Task requirements: Pick out every line of the data below that contains the string "building", treating uppercase and lowercase letters as different. Copy each such line in full.

** Start Extracted material **

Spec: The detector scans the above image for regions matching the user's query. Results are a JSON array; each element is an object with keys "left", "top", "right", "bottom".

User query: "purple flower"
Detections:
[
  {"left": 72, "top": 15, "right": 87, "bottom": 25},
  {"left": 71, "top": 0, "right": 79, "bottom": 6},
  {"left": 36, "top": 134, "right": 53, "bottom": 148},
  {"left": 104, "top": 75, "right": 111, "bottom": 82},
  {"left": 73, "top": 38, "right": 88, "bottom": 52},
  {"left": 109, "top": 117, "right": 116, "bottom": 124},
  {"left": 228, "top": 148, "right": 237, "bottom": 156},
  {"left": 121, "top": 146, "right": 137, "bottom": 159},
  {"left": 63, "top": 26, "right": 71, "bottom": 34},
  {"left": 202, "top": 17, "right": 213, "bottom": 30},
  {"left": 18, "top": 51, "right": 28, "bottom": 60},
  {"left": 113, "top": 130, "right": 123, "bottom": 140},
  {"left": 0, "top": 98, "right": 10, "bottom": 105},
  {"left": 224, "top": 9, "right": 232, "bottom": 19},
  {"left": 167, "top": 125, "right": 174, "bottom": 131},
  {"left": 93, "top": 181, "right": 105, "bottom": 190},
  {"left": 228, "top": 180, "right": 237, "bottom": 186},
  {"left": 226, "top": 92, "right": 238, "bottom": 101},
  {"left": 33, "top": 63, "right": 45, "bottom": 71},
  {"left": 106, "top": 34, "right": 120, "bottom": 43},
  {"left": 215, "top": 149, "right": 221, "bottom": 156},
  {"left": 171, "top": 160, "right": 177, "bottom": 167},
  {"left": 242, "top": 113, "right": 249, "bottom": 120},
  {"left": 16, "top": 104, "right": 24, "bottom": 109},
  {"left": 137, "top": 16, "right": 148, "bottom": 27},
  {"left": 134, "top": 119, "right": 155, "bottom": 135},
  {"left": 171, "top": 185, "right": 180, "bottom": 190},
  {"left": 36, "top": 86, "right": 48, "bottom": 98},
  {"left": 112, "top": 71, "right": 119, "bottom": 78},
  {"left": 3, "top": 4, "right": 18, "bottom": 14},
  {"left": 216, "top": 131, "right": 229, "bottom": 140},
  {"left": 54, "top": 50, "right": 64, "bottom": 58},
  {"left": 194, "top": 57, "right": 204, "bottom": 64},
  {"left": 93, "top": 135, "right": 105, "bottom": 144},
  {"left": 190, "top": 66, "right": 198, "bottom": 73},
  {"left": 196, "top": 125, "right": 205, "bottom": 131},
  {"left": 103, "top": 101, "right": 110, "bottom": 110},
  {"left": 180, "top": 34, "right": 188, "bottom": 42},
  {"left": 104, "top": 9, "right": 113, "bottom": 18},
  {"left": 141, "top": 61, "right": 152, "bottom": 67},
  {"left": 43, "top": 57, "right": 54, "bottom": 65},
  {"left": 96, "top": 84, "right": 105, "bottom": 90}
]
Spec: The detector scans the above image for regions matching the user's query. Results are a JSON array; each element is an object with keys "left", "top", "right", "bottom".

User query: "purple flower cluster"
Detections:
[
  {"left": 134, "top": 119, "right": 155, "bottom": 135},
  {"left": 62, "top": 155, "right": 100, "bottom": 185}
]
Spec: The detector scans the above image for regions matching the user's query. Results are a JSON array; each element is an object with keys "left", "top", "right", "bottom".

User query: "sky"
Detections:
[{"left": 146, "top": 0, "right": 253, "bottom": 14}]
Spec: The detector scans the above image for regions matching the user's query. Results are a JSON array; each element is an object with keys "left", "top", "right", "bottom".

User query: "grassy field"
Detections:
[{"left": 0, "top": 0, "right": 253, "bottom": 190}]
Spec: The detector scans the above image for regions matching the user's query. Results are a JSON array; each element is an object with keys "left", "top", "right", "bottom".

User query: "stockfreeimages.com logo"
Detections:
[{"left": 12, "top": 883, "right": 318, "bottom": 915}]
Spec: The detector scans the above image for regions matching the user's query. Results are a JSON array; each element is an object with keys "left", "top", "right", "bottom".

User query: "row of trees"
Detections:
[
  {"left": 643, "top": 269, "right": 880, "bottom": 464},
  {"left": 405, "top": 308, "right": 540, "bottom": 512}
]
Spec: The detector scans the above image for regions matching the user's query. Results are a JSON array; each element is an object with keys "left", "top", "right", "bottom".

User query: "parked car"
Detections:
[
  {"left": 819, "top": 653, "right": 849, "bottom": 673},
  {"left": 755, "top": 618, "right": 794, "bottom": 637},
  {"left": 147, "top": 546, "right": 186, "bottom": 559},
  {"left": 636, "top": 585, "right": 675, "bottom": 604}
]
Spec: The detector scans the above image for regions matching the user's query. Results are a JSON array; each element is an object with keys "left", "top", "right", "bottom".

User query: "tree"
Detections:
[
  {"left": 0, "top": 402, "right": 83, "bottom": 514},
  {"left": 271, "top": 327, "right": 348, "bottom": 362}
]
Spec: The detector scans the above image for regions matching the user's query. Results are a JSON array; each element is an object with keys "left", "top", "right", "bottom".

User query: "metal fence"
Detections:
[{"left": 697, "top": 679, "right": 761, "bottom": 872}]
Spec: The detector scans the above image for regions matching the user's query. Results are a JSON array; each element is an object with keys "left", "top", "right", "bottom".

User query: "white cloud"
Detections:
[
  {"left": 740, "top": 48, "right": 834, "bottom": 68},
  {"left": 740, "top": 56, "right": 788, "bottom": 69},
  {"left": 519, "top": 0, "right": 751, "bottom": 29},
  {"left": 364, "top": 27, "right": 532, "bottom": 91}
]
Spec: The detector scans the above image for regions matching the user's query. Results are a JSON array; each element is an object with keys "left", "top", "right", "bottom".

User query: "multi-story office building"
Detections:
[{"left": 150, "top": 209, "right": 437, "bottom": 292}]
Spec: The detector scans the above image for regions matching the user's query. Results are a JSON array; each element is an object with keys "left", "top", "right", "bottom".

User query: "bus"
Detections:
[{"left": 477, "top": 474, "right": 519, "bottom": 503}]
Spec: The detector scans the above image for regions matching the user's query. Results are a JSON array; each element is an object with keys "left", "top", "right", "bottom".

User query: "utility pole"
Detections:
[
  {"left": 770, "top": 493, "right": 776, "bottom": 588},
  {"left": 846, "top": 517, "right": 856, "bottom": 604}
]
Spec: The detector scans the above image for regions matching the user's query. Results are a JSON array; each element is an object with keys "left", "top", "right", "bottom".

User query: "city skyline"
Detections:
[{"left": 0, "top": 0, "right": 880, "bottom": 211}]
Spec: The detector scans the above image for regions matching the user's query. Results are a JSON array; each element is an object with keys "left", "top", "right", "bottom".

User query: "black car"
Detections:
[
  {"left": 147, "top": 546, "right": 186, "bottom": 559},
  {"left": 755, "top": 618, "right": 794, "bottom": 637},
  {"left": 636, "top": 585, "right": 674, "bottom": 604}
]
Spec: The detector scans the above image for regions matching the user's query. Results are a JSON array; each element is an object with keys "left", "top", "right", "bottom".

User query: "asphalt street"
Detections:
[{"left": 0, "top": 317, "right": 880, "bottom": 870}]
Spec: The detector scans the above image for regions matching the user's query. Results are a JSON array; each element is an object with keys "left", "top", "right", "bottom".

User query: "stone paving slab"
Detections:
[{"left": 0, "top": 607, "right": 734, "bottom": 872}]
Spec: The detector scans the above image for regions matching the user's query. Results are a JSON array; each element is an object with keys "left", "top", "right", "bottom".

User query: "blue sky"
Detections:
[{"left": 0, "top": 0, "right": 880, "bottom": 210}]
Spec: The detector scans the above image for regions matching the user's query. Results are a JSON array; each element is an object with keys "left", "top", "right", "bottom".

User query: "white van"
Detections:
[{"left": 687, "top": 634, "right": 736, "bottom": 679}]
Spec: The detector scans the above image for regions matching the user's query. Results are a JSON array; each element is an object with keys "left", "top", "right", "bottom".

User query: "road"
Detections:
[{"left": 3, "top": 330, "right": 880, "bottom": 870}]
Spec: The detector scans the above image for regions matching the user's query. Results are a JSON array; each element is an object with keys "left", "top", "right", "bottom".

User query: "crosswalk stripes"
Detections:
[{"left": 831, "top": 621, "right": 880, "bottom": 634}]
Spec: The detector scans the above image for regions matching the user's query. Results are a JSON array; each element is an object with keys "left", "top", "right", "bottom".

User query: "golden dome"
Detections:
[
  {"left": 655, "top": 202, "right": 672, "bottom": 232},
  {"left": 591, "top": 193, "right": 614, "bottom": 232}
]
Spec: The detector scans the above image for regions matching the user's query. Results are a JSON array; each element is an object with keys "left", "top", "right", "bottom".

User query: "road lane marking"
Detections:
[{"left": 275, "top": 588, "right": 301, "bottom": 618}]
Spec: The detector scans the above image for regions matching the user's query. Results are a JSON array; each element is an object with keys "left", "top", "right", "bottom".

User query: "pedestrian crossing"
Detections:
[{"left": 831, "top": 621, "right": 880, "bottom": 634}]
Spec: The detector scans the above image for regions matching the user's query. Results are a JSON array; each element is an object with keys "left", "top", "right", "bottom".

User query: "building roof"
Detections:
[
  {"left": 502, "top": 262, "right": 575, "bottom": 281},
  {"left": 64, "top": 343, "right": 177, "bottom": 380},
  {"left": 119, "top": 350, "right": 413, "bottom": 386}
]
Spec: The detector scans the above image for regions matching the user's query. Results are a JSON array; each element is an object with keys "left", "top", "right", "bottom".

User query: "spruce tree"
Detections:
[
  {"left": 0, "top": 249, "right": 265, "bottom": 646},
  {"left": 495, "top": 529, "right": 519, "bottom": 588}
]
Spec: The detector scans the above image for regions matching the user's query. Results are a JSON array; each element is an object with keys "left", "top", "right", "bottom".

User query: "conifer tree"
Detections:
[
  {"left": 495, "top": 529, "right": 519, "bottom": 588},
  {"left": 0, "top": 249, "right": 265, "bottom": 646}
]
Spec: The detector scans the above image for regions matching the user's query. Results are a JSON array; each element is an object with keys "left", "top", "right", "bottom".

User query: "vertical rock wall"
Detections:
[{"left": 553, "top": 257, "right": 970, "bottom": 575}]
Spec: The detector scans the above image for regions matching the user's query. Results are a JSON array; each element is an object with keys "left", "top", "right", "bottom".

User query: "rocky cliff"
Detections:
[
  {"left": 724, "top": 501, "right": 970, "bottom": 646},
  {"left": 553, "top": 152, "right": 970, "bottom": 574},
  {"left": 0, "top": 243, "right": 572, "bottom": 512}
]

** End Extracted material **

Output for this exercise:
User query: "multi-story office building"
User query: "building roof"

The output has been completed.